:: Activity ::
Would you please reproduce all the entries word for word, minus the pictures?

Natural-language object grounding data
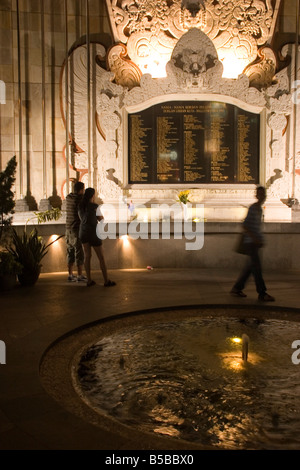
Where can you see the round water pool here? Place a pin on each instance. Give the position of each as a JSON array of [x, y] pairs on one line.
[[185, 378]]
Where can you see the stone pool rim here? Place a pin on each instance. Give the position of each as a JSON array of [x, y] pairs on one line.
[[57, 363]]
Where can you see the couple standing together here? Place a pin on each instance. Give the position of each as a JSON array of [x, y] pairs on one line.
[[83, 215]]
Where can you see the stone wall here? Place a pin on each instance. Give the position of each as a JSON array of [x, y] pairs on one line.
[[31, 68]]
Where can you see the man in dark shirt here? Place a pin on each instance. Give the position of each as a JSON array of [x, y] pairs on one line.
[[253, 241], [74, 247]]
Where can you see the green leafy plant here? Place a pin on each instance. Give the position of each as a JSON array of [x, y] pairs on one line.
[[29, 250], [46, 216], [7, 202], [183, 196]]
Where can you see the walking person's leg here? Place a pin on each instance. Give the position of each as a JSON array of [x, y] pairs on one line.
[[87, 262], [70, 255], [258, 277], [102, 263], [79, 258], [238, 287]]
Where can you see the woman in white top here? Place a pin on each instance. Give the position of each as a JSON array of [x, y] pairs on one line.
[[88, 236]]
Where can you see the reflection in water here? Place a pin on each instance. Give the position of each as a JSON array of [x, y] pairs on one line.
[[187, 379]]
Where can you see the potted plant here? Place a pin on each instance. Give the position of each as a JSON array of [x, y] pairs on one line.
[[9, 269], [29, 250], [183, 198]]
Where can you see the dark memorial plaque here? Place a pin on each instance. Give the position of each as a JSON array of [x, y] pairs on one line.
[[193, 142]]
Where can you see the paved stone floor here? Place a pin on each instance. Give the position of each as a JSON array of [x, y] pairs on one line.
[[33, 318]]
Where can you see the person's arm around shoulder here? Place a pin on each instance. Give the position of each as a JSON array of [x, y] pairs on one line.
[[99, 214]]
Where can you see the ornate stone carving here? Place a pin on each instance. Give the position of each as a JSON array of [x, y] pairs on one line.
[[151, 27], [261, 73], [193, 71], [126, 72]]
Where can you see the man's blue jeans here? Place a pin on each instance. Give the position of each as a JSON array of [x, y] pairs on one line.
[[253, 266]]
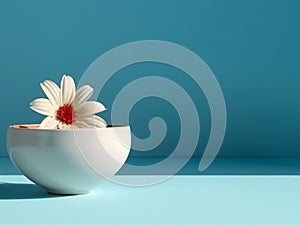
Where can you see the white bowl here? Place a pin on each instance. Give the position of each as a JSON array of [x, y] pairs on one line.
[[68, 161]]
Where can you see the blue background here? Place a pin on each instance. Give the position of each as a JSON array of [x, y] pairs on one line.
[[251, 46]]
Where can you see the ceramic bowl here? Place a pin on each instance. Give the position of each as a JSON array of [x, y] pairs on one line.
[[68, 161]]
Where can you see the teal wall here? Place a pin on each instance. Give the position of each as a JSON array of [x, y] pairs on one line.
[[252, 47]]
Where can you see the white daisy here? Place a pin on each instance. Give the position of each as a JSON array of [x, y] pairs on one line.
[[66, 107]]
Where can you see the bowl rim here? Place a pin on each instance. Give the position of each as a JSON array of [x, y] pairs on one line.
[[35, 127]]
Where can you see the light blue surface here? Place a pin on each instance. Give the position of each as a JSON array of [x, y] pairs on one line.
[[252, 46], [182, 200]]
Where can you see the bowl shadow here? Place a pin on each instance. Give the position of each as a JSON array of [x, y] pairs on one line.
[[23, 191]]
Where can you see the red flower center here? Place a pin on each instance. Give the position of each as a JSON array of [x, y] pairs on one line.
[[66, 114]]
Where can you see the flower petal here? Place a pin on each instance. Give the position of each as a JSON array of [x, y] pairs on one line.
[[89, 108], [82, 95], [64, 126], [52, 92], [49, 123], [42, 106], [67, 90], [92, 121]]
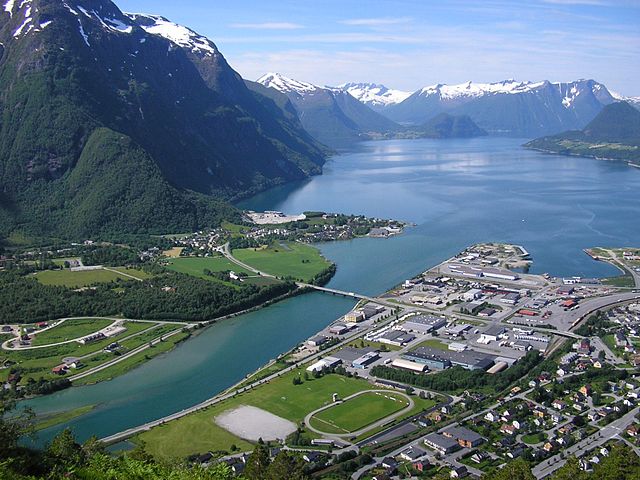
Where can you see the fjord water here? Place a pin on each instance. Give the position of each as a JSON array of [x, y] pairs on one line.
[[457, 192]]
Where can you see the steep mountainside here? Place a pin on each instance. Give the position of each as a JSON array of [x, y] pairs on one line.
[[374, 95], [614, 133], [332, 116], [451, 126], [86, 88], [509, 108]]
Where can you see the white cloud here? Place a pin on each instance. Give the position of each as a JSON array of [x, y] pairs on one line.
[[375, 22], [577, 2], [268, 26]]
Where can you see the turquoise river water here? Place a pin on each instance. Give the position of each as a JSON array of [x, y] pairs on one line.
[[456, 192]]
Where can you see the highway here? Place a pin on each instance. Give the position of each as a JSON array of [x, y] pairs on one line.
[[614, 429]]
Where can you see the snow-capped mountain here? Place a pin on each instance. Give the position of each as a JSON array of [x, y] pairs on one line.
[[287, 85], [509, 107], [331, 115], [375, 95], [130, 121]]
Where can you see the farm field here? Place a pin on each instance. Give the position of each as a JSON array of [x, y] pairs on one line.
[[195, 266], [289, 259], [356, 413], [67, 278], [198, 432], [71, 329], [38, 363], [133, 272], [434, 343]]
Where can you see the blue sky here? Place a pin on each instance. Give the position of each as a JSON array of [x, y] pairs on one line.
[[408, 44]]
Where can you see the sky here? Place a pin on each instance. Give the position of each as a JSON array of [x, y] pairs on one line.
[[409, 44]]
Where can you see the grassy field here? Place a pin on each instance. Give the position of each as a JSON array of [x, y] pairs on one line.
[[38, 363], [67, 278], [198, 432], [358, 412], [132, 362], [134, 272], [71, 329], [195, 266], [434, 343], [173, 253], [290, 259], [62, 417]]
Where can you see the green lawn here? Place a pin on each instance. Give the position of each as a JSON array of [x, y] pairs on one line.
[[67, 278], [359, 412], [198, 432], [134, 272], [38, 363], [133, 361], [290, 259], [435, 343], [195, 266], [533, 438], [62, 417], [70, 330]]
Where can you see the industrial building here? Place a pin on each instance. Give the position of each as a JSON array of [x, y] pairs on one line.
[[480, 272], [441, 443], [317, 340], [465, 437], [397, 338], [365, 360], [423, 324], [441, 359], [409, 365], [327, 362], [491, 334]]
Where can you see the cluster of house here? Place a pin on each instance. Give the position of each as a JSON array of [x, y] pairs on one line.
[[628, 319]]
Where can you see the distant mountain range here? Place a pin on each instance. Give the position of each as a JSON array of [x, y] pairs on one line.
[[331, 115], [117, 122], [613, 134], [374, 95], [509, 107]]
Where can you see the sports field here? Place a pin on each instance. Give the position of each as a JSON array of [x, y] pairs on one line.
[[67, 278], [70, 329], [292, 259], [358, 412], [199, 432], [195, 266]]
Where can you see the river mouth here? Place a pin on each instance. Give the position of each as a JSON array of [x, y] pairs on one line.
[[457, 192]]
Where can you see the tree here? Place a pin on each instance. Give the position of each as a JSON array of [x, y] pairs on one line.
[[64, 452], [258, 463], [285, 467], [517, 470]]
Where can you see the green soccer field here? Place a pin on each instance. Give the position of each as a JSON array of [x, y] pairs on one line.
[[195, 266], [67, 278], [70, 330], [288, 259], [359, 412]]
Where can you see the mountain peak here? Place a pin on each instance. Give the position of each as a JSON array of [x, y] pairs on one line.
[[374, 94], [284, 84], [178, 34]]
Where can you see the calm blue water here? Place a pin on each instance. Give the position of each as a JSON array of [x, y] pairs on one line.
[[457, 192]]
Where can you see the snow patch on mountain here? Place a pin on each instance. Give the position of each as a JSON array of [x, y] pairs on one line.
[[472, 90], [287, 85], [8, 6], [374, 94], [569, 98], [181, 36]]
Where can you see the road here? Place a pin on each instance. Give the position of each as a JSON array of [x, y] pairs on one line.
[[127, 355], [6, 344], [379, 423], [120, 436], [599, 438]]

:: Solution below ::
Where can you see the round water pool here? Place a pin on each instance. Give the position of each as a JSON array of [x, y] pairs on one line.
[[185, 378]]
Where can you see the stone pool rim here? Place a pin on each instance. Give the position of each as a JSON array of [x, y] pairs on one line.
[[57, 363]]
Where can you see the couple standing together here? Place a pin on each instance. Give the position of each as a JSON array of [x, y] pairs on one line.
[[83, 215]]
Where can you see the stone wall here? Place a pin on each instance. Give the position of each as a JSON array of [x, y] pairs on one line.
[[31, 68]]
Where can you see the man in dark shirt here? Place a pin on each instance. Give the position of each as a JSON array of [x, y] pairs on one line.
[[253, 241], [74, 247]]
Where can you see the green leafy plant here? Place a pin on each instance. Give the position of each as a JSON array of [x, y] pairs on one line.
[[29, 250], [46, 216], [7, 202], [183, 196]]
Where can you see the walking person's leg here? Place a pin on each instance. Give the position of each as a JSON array of [x, y] pairs on one line.
[[87, 262], [70, 255], [258, 277], [102, 263], [79, 258], [238, 287]]
Where can you see the woman in white top here? Place a pin on each instance. Give the position of each as a JSON array of [x, y] pairs on one line.
[[88, 236]]
Where can you see the reflection in water here? Place a pin on each instance. Give the position of each as a JSON array of [x, y] pairs on one line.
[[187, 379]]
Where can you see the potted plant here? Place a pin on each instance. Give the position of each as a JSON array of [x, y] pairs on one line.
[[9, 269], [29, 250], [183, 198]]
Where can you see the dark memorial plaque here? Place a pin on each instance. Give the position of each as a JSON array of [x, y] pairs on one line.
[[193, 142]]
Where can you see the paved stone floor here? Place a pin on each instance. Give the position of each as a JSON array of [x, y] pairs on one line.
[[33, 318]]
Where can you see the person's arm around shoulder here? Place a pin on each instance. Give the position of each as a JSON array of [x, y] pairs on one line.
[[99, 214]]
Where can you see the ornate stone carving here? Place a pin on each instance. Give the position of each as a JSON array of [x, y] pairs on one line.
[[151, 27], [261, 73], [193, 71], [126, 72]]
Where can you see the man's blue jeans here? Place a pin on each instance. Give the position of each as a JSON array of [x, y] pairs on one line.
[[253, 266]]
Where can you see the white bowl here? Place a pin on each instance. Give the position of each as a JSON array of [x, y] pairs on one line.
[[68, 161]]
Where can you see the blue background here? Place a pin on each instance. Give the position of each as a JSON array of [x, y] pairs on one line.
[[251, 46]]
Where can you see the ceramic bowl here? Place a pin on each instance. Give the position of each as a JSON array of [x, y] pairs on one line.
[[68, 161]]
Where can you see the teal wall here? Place a pin on each instance. Give the position of each as a JSON array of [x, y] pairs on one line.
[[252, 47]]
Where can you see the white daisy here? Place a pin on each instance. Give the position of each as a JSON array of [x, y] pairs on one line.
[[66, 107]]
Where can you see the bowl rim here? Place a pin on each instance. Give the position of each as a JSON array of [x, y] pairs on one line.
[[35, 127]]
Where can you see the light blue surface here? Place a pin on each instance. Give the position of each as a JSON array of [x, y] pairs on one line.
[[252, 46], [182, 200]]
Where can you see the bowl shadow here? Place a pin on each instance. Give the position of each as a JSON array of [x, y] pairs on one line.
[[23, 191]]
Where can you see the red flower center here? Place a pin on each instance. Give the position of each as a JSON array of [x, y] pairs on one line.
[[66, 114]]
Where can you see the flower petal here? Place a pin on each instance. Give the position of each as a JSON array of [x, y] pairs on one line.
[[89, 108], [82, 95], [64, 126], [52, 92], [49, 123], [42, 106], [67, 90], [92, 121]]
Where can you see the fjord water here? Place a pin on each instance. Give the position of each as a JSON array of [x, y] pairs on one line.
[[457, 192]]
Where can you see the steep mountainside here? Place a pin on each instance. Give the position of each as a JSON array of [x, y] pairs on one line.
[[374, 95], [614, 133], [332, 116], [451, 126], [86, 88], [509, 108]]
Where can you see the white cloud here? Place a pin on each instance. Give the position of each as a JSON array of [x, y] pairs on one line.
[[375, 22], [577, 2], [268, 26]]
Where can you see the turquoise river water here? Place a pin on each instance. Give the position of each as a JSON array of [x, y] pairs on one line.
[[456, 192]]
Where can you see the highway here? Place a pin on each instance. Give the position of each as a JSON array of [x, y] pairs on one line.
[[614, 429]]
Where can you see the snow-capped mountain here? Place a pin on each instance. Give the position of each as a JSON array of [x, y] pairs on one line.
[[287, 85], [509, 107], [331, 115], [375, 95], [130, 121]]
Where can you see the farm field here? Place a pin on each instance. Give the position of each as a JSON array of [x, y] pairs on one line.
[[195, 266], [289, 259], [356, 413], [67, 278], [198, 432], [71, 329], [38, 363], [133, 272], [434, 343]]
Where can you see the blue sky here? Place a pin on each instance. Give the position of each as a JSON array of [x, y] pairs on one line.
[[408, 44]]
Where can you see the sky here? Place a pin on each instance. Give the position of each as a JSON array of [x, y] pairs on one line.
[[409, 44]]
Where can you see the grassy field here? Place a pin on each instance. Give the position of each as a JSON array of [x, y] pairs on one line.
[[38, 363], [67, 278], [198, 432], [358, 412], [132, 362], [134, 272], [71, 329], [195, 266], [434, 343], [173, 253], [290, 259], [62, 417]]
Where can you see the green lawn here? Place a pin on each instance. Give the position of each as a JSON array of [x, y] pairs on one line.
[[67, 278], [359, 412], [198, 432], [134, 272], [38, 363], [133, 361], [290, 259], [435, 343], [195, 266], [533, 438], [62, 417], [70, 330]]
Where can you see the industrial building here? Place a pin on each instance. Give the position of each as a JSON array of [x, y] pairs on one line.
[[480, 272], [441, 443], [317, 340], [465, 437], [397, 338], [365, 360], [423, 324], [441, 359], [409, 365], [327, 362], [491, 334]]
Where can you see the cluster of house here? Place a pin on each instance. Give the position of each as a JSON array of [x, y] pairs on one line.
[[628, 319]]
Where can you see the distant mountain range here? Place a pin on each instance. Give the position of each as a JSON array of [x, y] pairs on one line.
[[331, 115], [117, 122], [613, 134], [374, 95], [509, 107]]
Where can you see the sports field here? Place a pin on each instance. Give the position of each as a JSON array of [x, y] pairs on one line.
[[67, 278], [70, 329], [292, 259], [358, 412], [199, 432], [195, 266]]
Where can you see the river mouth here? Place a pin on each instance. Give the position of each as a JSON array of [x, y] pairs on one line.
[[457, 192]]
Where can you see the tree here? Place a pin on each instance. Give the position of each as a JSON array of [x, y] pairs on one line.
[[64, 452], [258, 463], [285, 467], [517, 470]]
Where can you see the green soccer field here? Place a pin on each instance. Give the position of each as a JSON array of [x, y] pairs on one line.
[[195, 266], [67, 278], [70, 330], [288, 259], [359, 412]]
Where can you see the mountain peak here? Place a pin on each instance. Give the position of each as a JSON array of [x, y] pairs on one line.
[[374, 94], [284, 84], [178, 34]]
Where can you see the calm blue water here? Place a pin on each instance. Give the position of each as a JSON array of [x, y] pairs on one line.
[[457, 192]]
Where can you see the snow patch on mountain here? Place a pin on each instance. Give the position of each as a JSON array of [x, y] pairs on one line.
[[472, 90], [287, 85], [8, 6], [374, 94], [569, 98], [181, 36]]
Where can you see the road here? Place a pin on each instance. Give the position of each as a JSON array of [x, y] pairs on one line.
[[127, 355], [6, 344], [379, 423], [120, 436], [599, 438]]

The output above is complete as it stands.